[Phrase grounding data]
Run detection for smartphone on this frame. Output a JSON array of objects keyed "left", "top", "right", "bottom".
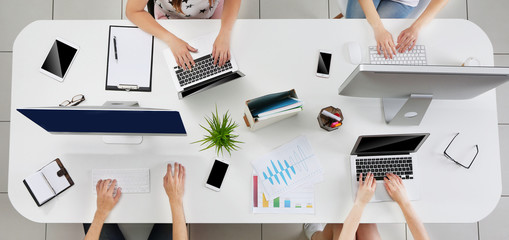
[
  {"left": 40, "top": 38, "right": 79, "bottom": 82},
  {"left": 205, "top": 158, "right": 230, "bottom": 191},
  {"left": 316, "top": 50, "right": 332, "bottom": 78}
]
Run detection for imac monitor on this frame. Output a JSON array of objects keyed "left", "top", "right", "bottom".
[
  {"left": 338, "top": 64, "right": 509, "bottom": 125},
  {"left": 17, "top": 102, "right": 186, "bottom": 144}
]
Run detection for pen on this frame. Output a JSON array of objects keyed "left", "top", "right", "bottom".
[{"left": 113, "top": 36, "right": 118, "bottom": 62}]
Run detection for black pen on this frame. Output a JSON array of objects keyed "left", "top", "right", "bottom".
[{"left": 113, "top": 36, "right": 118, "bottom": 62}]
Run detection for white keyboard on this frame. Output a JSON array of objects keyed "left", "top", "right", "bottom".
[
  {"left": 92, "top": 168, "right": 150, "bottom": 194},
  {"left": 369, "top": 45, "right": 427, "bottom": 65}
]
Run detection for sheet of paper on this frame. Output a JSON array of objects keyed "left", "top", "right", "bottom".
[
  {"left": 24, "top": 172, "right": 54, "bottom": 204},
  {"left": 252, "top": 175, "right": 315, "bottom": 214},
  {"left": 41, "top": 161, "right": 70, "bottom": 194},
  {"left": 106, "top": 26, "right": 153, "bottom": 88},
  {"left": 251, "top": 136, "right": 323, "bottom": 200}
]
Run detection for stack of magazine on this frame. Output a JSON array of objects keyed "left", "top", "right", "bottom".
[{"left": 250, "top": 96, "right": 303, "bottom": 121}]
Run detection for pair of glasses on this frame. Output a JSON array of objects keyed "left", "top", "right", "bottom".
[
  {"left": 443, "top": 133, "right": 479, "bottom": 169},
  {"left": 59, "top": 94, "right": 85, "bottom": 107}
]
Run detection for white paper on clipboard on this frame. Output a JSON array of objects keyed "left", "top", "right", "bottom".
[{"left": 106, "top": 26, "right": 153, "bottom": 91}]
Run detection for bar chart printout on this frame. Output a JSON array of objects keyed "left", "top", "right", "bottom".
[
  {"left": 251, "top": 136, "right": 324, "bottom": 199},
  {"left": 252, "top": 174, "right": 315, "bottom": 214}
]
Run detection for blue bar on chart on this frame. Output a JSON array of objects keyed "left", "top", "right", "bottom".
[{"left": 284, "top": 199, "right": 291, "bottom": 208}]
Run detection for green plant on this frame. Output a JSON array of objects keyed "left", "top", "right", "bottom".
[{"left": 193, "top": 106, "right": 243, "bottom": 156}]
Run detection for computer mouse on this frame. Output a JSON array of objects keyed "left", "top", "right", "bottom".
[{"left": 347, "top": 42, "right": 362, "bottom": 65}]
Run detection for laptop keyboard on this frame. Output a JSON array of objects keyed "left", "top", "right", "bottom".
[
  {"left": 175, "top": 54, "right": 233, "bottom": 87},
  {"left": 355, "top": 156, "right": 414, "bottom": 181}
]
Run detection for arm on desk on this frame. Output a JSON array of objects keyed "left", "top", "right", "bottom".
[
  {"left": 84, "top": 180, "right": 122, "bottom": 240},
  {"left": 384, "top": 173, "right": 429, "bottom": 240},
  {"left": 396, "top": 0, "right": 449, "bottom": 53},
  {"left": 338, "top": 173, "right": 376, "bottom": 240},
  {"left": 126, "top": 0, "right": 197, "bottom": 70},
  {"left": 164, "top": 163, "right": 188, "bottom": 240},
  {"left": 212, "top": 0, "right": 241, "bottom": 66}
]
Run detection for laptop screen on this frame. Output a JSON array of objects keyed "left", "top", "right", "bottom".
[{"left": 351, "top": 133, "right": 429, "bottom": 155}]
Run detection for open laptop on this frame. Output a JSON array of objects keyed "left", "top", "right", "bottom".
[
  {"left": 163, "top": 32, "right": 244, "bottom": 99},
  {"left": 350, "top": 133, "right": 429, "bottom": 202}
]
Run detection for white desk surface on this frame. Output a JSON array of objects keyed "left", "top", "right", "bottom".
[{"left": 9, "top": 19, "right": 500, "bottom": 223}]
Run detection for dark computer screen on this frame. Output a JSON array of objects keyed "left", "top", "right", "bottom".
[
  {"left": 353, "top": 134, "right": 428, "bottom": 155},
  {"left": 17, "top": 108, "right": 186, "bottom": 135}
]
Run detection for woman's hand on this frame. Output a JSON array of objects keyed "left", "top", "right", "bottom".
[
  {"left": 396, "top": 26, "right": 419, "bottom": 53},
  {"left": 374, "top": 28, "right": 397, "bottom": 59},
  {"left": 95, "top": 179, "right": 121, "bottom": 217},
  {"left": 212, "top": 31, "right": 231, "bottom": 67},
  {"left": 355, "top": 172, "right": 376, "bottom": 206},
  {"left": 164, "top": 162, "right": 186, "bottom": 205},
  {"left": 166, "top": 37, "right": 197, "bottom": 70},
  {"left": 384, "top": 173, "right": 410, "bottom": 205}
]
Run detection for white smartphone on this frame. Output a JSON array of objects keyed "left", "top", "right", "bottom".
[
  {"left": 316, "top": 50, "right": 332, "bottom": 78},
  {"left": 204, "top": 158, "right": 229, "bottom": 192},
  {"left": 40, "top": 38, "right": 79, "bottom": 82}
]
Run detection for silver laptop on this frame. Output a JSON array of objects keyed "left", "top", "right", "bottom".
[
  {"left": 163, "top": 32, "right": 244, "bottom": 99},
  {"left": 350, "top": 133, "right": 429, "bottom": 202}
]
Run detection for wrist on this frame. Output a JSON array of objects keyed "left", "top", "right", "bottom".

Your instructions:
The records above should be repeated exactly, with every picture omitted.

Problem solution:
Run detection for smartphone on this frame. Output a JSON array of objects keyed "left", "top", "right", "bottom".
[
  {"left": 40, "top": 38, "right": 79, "bottom": 82},
  {"left": 205, "top": 158, "right": 230, "bottom": 191},
  {"left": 316, "top": 50, "right": 332, "bottom": 78}
]
Run detection for imac monitor on this frame. Output a JSON array of objects keyed "left", "top", "right", "bottom".
[
  {"left": 338, "top": 64, "right": 509, "bottom": 125},
  {"left": 17, "top": 102, "right": 186, "bottom": 144}
]
Run detection for pen on this frame. Output a JSON array of objects keyed "left", "top", "right", "bottom".
[{"left": 113, "top": 36, "right": 118, "bottom": 62}]
Run detection for black pen on this frame. Output a JSON array of objects keyed "left", "top", "right", "bottom".
[{"left": 113, "top": 36, "right": 118, "bottom": 62}]
Run detection for white keyboard on this frame. Output a JSON array of objects keyed "left", "top", "right", "bottom".
[
  {"left": 92, "top": 168, "right": 150, "bottom": 194},
  {"left": 369, "top": 45, "right": 427, "bottom": 65}
]
Run detection for sheet of paper on this frame. Output a JSON array of objects keyed "left", "top", "right", "bottom".
[
  {"left": 24, "top": 172, "right": 54, "bottom": 204},
  {"left": 252, "top": 175, "right": 315, "bottom": 214},
  {"left": 41, "top": 161, "right": 70, "bottom": 194},
  {"left": 106, "top": 26, "right": 153, "bottom": 88},
  {"left": 251, "top": 136, "right": 323, "bottom": 200}
]
Run detection for stack of magazine on this frame. Output a JSON array of objects keyed "left", "top", "right", "bottom".
[{"left": 250, "top": 96, "right": 303, "bottom": 121}]
Run detection for pair of glasses on this frame. Output a JSON array of objects keyed "left", "top", "right", "bottom".
[
  {"left": 443, "top": 133, "right": 479, "bottom": 169},
  {"left": 59, "top": 94, "right": 85, "bottom": 107}
]
Run detection for white paper on clipboard on this frame. Output a JSON array of objects keyed "left", "top", "right", "bottom".
[{"left": 106, "top": 26, "right": 153, "bottom": 91}]
Run detection for bar chart printout on this frame. Output a JSON array of objects keyed "left", "top", "right", "bottom".
[
  {"left": 251, "top": 136, "right": 324, "bottom": 199},
  {"left": 252, "top": 174, "right": 315, "bottom": 214}
]
Run detection for blue bar on chart on this frame. Output a JSON array of objects keyed "left", "top", "right", "bottom".
[{"left": 284, "top": 199, "right": 291, "bottom": 208}]
Run detection for green plant on this frame. Output a JSON array of objects keyed "left", "top", "right", "bottom".
[{"left": 193, "top": 106, "right": 243, "bottom": 156}]
Run detection for computer mouse on this frame. Output a JSON array of objects keyed "left", "top", "right", "bottom".
[{"left": 347, "top": 42, "right": 362, "bottom": 65}]
Run detection for laptop keyboard on this frame. Output a JSON array of objects keyed "left", "top", "right", "bottom".
[
  {"left": 175, "top": 54, "right": 233, "bottom": 87},
  {"left": 355, "top": 156, "right": 414, "bottom": 181}
]
Run detection for arm on desk on this frame. Output a JSON array of objects keyed "left", "top", "right", "bottom".
[
  {"left": 84, "top": 180, "right": 122, "bottom": 240},
  {"left": 384, "top": 173, "right": 429, "bottom": 240},
  {"left": 396, "top": 0, "right": 449, "bottom": 53},
  {"left": 338, "top": 173, "right": 376, "bottom": 240},
  {"left": 126, "top": 0, "right": 197, "bottom": 70},
  {"left": 164, "top": 163, "right": 188, "bottom": 240},
  {"left": 212, "top": 0, "right": 241, "bottom": 66}
]
Run detection for laptop screen on this frame. Output a JSON array of objects keyed "left", "top", "right", "bottom".
[{"left": 351, "top": 133, "right": 429, "bottom": 155}]
Run detection for open laptop on this frame. Output a JSON array of objects keyed "left", "top", "right", "bottom".
[
  {"left": 163, "top": 32, "right": 244, "bottom": 99},
  {"left": 350, "top": 133, "right": 429, "bottom": 202}
]
Run detection for white desk surface on this frame. Output a JSON array of objects keyed "left", "top", "right", "bottom".
[{"left": 9, "top": 19, "right": 500, "bottom": 223}]
Run detection for dark computer screen on this frame. Output a JSON array of objects keyed "left", "top", "right", "bottom".
[
  {"left": 353, "top": 134, "right": 428, "bottom": 155},
  {"left": 17, "top": 108, "right": 186, "bottom": 135}
]
Run detection for woman's hand on this frame. Output a JSON array of objects keyed "left", "top", "right", "bottom".
[
  {"left": 396, "top": 26, "right": 419, "bottom": 53},
  {"left": 374, "top": 28, "right": 397, "bottom": 59},
  {"left": 95, "top": 179, "right": 121, "bottom": 217},
  {"left": 212, "top": 31, "right": 231, "bottom": 67},
  {"left": 355, "top": 172, "right": 376, "bottom": 206},
  {"left": 164, "top": 162, "right": 186, "bottom": 205},
  {"left": 166, "top": 37, "right": 197, "bottom": 70},
  {"left": 384, "top": 173, "right": 410, "bottom": 205}
]
Run detection for white smartphone on this frame. Output a JSON array of objects keyed "left", "top", "right", "bottom".
[
  {"left": 316, "top": 50, "right": 332, "bottom": 78},
  {"left": 204, "top": 158, "right": 229, "bottom": 192},
  {"left": 40, "top": 38, "right": 79, "bottom": 82}
]
Run detection for silver laptop on this frame. Output a JSON array of objects keyed "left", "top", "right", "bottom".
[
  {"left": 163, "top": 32, "right": 244, "bottom": 99},
  {"left": 350, "top": 133, "right": 429, "bottom": 202}
]
Run detection for wrist on this frame. Output a JSON array of objects keyed "left", "top", "right", "bottom".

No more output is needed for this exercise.